*READING TEXT:*
■ ■ ■ ■ ■
Like colleges in general, Christian colleges have different strengths. Some Christian schools have truly distinguished themselves and are known as rigorous academic institutions. If this intellectual challenge is a top priority for you, you'll want to investigate several schools to see which one is the best fit. Items to pay special attention to include average SAT/ACT and G.P.A. of incoming students, percentage of faculty with Ph.D.s, and placement rates of graduates seeking further degrees.

If you're interested in any of the approximately 100 schools that are members of the Council for Christian Colleges and Universities, the CCCU can provide more specific information on academic ratings. For example, one recent survey of graduates from CCCU institutions showed that the grads highly valued the quality of their academic experiences. When asked to rate their strongest areas of satisfaction, they named "commitment to academic excellence," "experiencing intellectual growth" and "knowledgeable faculty" among the top 15. (This data is from the CCCU Quality/Retention Project and is based on the Fall 1998 Student Satisfaction Inventory.) When compared with stats from public and private secular institutions, the students at CCCU institutions are significantly more satisfied with their academic experience.
■ ■ ■ ■ ■
*PROVIDED DATA:*

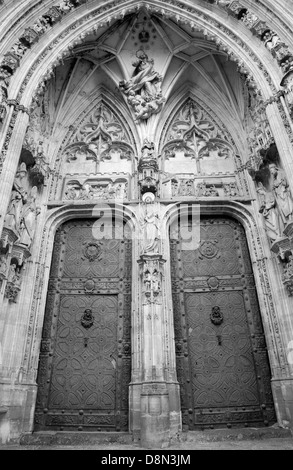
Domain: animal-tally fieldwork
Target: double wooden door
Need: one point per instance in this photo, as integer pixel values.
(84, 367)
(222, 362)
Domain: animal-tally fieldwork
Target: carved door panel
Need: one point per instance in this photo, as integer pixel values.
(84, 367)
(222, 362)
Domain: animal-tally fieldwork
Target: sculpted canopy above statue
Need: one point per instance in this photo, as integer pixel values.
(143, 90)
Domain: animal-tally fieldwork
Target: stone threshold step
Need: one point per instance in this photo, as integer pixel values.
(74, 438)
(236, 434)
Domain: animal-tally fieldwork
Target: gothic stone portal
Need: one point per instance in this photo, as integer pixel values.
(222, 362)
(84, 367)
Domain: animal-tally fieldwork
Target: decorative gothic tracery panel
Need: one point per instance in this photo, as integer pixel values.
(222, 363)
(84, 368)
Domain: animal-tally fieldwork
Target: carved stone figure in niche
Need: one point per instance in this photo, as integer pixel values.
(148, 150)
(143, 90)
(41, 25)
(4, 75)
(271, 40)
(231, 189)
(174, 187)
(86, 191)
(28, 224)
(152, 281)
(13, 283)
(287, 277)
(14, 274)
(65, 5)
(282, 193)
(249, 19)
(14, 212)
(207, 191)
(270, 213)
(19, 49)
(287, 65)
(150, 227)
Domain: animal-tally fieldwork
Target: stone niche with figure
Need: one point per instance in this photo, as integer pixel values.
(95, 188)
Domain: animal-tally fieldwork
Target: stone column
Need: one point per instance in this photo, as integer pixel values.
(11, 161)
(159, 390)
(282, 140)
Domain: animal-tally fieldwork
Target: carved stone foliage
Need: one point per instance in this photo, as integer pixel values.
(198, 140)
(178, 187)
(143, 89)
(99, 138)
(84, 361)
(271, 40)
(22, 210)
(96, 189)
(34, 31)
■ ■ ■ ■ ■
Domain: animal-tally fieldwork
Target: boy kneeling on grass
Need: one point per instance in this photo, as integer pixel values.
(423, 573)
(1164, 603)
■ ■ ■ ■ ■
*AIM OF THE TASK:*
Please restate the passage on Christian colleges between "If you're interested" and "their academic experience.", inclusive, swapping "survey" for "poll".

*PROBLEM SOLUTION:*
If you're interested in any of the approximately 100 schools that are members of the Council for Christian Colleges and Universities, the CCCU can provide more specific information on academic ratings. For example, one recent poll of graduates from CCCU institutions showed that the grads highly valued the quality of their academic experiences. When asked to rate their strongest areas of satisfaction, they named "commitment to academic excellence," "experiencing intellectual growth" and "knowledgeable faculty" among the top 15. (This data is from the CCCU Quality/Retention Project and is based on the Fall 1998 Student Satisfaction Inventory.) When compared with stats from public and private secular institutions, the students at CCCU institutions are significantly more satisfied with their academic experience.